Tasks to carry out -
A - Copy the passage of the Medieval Life essay that begins at the words "Thinking is what" and stops after the words "way to collapse.".
B - Using the Medieval Life essay, answer yes or no to each statement and quote the words that decide it. (i) The Khmer Rouge was formed by Cambodian college students in Paris. (ii) A natural disaster is needed to return us to living in the dirt. (iii) The classrooms described required 10-foot separation.
C - According to the Medieval Life essay, what is progressivism?

Brainstorming Our Way to a Medieval Life, Part I

From this:

To this:

Thinking is what humans do, and separates us from the animal kingdom. It can make a Mother Teresa and Jonas Salk or produce the Parisian cabal of Cambodian college students who formed the Khmer Rouge that ravaged the country with 1.7 to 3 million dead, a 5% population decline in 5 years (1974-9). Horrible ideas come to us alongside good ones. Obviously, it’s the fashionable bad ones that should worry us. We may end up being the first civilization whose chic ideas will turn us back to the Middle Ages. No need for a natural disaster, marauding Huns and Vandals, resource depletion, or pestilence to return us to living in the dirt. We’ll just ruminate our way to collapse.

Progressivism’s we-know-better-than-you sometimes can lead to this: The Angka of the Khmer Rouge, the quintessence of we-know-better.
Cambodian villagers during the rule of the Khmer Rouge.

All it takes is a small morsel of fact to be encased in imaginary cause-and-effect, and we’re off in a dash to ruin. For instance, take the virus as a useful “fact”. The ground was prepared for the appearance of the virus by the pervasive acceptance of progressivism. Progressivism is a political program to hijack “science” to pursue political ends. “Science” for political activists always ends up in the same place: big and bigger government, a government of “experts” who just so happen to think like the zealots. The activists need a “fact” as a catalyst. It will give them an opportunistic justification for absolute rule, to replace their judgement for the individual’s in nearly all matters formerly thought personal and private. Thus, the vaccine-or-else commands, children suffocating behind dirty masks in eerie classrooms requiring 6-foot separation and plexiglass partitions for six hours, and the rampant paranoia when stepping outside to go anywhere and do anything.

[Point localization records]
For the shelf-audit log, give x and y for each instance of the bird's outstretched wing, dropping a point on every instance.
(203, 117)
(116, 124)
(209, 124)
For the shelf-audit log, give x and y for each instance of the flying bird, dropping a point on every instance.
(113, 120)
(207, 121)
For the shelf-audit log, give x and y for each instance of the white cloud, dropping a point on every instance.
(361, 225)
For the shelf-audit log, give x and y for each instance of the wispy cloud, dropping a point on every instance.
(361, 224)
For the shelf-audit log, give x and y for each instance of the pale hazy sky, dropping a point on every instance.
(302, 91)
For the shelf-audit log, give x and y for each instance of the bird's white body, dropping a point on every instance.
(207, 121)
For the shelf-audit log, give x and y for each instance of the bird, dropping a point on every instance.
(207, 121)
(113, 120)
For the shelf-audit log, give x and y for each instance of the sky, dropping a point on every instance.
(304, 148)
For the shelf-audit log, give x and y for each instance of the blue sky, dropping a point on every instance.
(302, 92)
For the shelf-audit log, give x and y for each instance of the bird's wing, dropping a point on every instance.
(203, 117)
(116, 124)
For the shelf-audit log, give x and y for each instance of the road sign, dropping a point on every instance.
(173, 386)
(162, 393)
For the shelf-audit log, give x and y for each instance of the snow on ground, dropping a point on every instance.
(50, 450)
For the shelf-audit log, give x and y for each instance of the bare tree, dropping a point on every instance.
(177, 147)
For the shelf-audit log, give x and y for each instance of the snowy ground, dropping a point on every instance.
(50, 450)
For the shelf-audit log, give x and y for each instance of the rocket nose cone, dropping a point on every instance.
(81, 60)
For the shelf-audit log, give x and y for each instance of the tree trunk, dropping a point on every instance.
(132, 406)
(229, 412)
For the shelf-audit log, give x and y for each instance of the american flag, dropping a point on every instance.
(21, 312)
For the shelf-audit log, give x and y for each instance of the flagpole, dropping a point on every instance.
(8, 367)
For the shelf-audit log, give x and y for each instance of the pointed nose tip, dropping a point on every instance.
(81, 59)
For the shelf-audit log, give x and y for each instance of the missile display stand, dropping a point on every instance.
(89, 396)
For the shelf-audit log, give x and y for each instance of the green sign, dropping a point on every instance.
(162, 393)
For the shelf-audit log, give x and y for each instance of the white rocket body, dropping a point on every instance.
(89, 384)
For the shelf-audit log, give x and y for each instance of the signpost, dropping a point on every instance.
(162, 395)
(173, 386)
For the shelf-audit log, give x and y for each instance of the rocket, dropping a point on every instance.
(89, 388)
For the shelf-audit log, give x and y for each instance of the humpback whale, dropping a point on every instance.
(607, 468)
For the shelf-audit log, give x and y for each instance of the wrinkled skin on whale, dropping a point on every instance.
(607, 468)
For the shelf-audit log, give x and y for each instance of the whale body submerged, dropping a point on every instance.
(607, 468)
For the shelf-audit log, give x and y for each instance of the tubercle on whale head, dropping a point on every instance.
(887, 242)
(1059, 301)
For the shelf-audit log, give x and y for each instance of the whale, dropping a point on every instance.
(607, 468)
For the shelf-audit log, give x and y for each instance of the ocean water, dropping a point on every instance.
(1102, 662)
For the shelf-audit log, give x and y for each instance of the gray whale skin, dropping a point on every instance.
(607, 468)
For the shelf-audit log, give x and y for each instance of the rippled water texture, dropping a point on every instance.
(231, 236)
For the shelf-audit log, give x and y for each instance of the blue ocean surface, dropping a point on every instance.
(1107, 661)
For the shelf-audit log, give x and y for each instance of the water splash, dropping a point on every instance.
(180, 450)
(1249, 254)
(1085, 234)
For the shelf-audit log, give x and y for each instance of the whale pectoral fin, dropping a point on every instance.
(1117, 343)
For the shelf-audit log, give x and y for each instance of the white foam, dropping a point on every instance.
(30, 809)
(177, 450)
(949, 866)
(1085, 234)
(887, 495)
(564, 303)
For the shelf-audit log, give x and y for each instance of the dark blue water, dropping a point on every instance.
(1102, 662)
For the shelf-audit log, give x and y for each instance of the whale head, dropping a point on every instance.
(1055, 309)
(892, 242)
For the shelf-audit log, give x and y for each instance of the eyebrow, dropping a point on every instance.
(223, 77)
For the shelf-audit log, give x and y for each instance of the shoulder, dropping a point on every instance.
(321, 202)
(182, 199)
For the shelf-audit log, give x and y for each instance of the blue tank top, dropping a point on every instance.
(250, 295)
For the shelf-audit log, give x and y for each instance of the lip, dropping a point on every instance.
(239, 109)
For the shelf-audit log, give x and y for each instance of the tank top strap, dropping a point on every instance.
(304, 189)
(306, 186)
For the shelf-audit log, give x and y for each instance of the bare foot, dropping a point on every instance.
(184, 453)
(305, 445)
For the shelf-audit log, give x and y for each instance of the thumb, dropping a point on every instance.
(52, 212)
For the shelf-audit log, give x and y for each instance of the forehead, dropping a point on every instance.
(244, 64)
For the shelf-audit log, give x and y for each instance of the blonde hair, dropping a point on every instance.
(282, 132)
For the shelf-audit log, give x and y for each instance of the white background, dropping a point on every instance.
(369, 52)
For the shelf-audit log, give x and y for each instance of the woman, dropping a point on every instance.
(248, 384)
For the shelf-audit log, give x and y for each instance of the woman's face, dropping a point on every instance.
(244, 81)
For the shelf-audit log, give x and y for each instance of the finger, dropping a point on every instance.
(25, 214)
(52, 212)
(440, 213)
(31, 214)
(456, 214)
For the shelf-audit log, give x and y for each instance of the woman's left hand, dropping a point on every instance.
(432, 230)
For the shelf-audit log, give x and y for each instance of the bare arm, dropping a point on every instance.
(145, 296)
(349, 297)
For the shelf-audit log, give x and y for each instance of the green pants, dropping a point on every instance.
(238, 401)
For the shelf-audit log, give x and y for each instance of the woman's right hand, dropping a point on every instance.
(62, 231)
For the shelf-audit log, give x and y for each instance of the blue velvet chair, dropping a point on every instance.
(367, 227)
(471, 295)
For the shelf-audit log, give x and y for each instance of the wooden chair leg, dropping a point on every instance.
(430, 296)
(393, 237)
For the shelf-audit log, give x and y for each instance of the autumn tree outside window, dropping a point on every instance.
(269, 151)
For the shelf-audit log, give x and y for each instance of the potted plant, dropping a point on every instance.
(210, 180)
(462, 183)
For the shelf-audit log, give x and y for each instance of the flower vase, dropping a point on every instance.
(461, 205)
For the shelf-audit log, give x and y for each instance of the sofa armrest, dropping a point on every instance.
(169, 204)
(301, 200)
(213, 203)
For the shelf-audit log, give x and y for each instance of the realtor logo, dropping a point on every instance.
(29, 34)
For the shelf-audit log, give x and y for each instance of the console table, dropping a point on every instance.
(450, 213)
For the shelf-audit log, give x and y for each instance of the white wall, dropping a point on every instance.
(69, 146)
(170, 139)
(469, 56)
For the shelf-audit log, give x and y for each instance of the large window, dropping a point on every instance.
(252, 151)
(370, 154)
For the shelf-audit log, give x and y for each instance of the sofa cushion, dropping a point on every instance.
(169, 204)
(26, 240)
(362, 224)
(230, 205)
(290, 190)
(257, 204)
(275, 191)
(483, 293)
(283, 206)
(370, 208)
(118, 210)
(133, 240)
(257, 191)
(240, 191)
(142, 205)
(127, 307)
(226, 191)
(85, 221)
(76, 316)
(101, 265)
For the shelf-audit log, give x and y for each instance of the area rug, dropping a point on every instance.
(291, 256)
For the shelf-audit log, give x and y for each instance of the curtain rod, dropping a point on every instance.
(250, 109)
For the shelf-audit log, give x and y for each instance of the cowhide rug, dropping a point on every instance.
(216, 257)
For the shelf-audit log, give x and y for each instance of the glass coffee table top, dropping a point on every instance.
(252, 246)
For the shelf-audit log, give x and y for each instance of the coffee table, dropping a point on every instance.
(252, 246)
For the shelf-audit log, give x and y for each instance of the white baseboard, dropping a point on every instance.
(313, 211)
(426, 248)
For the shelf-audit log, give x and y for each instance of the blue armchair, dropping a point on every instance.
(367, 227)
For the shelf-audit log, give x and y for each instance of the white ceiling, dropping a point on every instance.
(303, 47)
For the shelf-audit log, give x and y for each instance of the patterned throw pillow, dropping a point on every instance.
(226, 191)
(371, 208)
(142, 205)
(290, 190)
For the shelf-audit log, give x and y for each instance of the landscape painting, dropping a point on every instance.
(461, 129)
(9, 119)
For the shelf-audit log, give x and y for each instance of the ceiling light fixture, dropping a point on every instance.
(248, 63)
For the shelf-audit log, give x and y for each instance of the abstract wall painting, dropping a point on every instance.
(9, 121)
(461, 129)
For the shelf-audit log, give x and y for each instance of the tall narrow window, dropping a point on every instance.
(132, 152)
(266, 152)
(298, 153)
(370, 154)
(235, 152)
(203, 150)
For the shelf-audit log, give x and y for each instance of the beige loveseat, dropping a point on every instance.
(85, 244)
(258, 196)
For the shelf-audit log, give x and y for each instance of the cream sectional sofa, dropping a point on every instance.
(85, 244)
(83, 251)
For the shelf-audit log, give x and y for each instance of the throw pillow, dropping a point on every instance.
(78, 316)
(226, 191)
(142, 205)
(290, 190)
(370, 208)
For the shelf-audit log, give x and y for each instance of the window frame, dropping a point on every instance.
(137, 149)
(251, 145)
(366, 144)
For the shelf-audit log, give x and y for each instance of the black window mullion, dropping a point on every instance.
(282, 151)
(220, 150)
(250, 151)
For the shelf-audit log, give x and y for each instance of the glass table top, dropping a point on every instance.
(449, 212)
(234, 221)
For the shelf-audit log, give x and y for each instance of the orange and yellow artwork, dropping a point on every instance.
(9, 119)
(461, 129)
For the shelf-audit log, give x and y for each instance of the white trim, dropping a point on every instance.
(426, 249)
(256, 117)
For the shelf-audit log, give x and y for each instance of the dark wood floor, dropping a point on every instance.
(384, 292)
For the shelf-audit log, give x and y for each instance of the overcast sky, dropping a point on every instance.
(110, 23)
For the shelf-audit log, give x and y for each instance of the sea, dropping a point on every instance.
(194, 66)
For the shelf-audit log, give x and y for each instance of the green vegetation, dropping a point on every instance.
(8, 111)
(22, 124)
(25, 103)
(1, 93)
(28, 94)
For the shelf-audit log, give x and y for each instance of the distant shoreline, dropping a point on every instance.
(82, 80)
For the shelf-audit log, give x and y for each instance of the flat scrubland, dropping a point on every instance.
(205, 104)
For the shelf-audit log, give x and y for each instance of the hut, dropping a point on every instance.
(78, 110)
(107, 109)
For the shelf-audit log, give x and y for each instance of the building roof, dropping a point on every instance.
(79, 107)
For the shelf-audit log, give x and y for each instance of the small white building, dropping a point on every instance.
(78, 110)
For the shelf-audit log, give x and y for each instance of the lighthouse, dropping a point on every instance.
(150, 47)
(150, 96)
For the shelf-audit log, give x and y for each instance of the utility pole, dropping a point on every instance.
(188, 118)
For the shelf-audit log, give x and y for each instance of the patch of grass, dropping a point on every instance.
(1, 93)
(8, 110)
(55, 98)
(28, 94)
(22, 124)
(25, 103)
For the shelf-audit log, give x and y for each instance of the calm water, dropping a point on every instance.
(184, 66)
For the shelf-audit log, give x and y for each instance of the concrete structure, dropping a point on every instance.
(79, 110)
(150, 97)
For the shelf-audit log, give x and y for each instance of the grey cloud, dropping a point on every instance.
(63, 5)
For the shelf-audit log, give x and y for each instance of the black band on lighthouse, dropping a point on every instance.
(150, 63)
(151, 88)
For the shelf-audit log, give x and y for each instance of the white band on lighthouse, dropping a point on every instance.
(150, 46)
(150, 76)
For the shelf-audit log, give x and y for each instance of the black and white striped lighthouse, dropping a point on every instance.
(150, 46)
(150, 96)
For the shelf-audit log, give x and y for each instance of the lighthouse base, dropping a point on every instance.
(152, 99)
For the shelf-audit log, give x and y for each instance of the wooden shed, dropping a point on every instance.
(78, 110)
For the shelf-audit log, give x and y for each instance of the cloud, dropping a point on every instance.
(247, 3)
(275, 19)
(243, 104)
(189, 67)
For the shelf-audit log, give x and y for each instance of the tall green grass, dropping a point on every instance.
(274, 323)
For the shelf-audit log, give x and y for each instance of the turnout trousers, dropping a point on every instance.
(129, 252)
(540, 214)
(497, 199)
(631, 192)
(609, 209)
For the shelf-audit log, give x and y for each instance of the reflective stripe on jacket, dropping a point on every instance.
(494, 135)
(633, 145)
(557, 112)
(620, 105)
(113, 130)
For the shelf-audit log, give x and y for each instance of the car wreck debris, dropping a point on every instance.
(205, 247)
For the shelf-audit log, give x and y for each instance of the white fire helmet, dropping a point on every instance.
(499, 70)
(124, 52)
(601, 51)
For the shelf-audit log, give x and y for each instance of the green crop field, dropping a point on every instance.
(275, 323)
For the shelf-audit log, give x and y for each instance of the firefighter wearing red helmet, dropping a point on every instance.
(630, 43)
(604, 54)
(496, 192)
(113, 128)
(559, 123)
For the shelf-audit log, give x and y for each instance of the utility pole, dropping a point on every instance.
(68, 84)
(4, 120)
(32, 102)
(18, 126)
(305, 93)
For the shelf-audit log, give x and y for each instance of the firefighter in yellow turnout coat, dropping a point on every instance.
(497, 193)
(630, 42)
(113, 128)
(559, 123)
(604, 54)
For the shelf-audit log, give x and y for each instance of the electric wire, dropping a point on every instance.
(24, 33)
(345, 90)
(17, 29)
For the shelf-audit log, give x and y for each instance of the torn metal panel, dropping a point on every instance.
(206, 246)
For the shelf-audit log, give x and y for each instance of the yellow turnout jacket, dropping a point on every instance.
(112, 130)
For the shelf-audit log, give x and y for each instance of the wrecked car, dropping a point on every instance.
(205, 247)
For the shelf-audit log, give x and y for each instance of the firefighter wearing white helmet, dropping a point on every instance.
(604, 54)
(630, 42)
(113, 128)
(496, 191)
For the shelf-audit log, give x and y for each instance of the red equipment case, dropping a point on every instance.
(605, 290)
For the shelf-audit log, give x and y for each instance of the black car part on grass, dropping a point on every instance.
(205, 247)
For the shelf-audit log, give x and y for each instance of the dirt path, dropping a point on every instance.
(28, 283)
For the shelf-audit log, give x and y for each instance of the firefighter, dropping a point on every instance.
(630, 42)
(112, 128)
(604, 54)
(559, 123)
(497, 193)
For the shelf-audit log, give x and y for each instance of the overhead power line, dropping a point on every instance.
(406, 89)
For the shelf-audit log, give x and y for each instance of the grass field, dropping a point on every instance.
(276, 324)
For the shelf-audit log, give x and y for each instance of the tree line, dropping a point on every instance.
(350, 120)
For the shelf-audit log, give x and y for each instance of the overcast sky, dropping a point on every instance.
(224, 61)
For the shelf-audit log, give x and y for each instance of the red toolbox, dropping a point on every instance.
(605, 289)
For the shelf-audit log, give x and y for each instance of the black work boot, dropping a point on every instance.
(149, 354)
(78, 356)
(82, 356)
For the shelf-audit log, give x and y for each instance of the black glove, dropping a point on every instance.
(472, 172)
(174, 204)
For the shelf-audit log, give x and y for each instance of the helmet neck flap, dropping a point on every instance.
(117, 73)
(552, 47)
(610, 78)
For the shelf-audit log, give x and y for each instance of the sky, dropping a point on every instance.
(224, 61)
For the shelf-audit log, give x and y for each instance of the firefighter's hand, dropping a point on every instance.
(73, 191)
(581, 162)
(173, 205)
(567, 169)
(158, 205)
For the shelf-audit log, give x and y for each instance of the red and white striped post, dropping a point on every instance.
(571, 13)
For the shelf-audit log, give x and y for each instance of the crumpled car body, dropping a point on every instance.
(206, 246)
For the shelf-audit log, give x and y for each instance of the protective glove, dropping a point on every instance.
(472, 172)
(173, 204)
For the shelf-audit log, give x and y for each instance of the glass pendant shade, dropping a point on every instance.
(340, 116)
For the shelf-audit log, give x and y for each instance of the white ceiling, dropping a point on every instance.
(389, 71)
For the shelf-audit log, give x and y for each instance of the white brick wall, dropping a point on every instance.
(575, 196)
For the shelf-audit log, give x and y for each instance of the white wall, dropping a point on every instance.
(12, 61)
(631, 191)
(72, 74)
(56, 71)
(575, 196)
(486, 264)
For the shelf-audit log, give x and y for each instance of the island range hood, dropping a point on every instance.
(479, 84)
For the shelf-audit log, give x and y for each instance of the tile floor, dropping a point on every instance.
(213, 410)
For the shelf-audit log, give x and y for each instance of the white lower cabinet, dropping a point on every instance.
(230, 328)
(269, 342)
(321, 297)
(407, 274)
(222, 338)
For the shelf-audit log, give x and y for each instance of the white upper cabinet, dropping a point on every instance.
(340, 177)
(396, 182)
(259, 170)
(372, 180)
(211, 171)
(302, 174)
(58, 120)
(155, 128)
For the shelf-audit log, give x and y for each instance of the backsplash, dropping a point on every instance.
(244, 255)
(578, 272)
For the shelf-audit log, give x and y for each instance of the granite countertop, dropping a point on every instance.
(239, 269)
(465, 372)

Responses to the tasks -
A -
Thinking is what humans do, and separates us from the animal kingdom. It can make a Mother Teresa and Jonas Salk or produce the Parisian cabal of Cambodian college students who formed the Khmer Rouge that ravaged the country with 1.7 to 3 million dead, a 5% population decline in 5 years (1974-9). Horrible ideas come to us alongside good ones. Obviously, it’s the fashionable bad ones that should worry us. We may end up being the first civilization whose chic ideas will turn us back to the Middle Ages. No need for a natural disaster, marauding Huns and Vandals, resource depletion, or pestilence to return us to living in the dirt. We’ll just ruminate our way to collapse.

B -
(i) Yes: "the Parisian cabal of Cambodian college students who formed the Khmer Rouge"
(ii) No: "No need for a natural disaster, marauding Huns and Vandals, resource depletion, or pestilence to return us to living in the dirt."
(iii) No: "requiring 6-foot separation and plexiglass partitions for six hours"

C - A political program to hijack "science" to pursue political ends.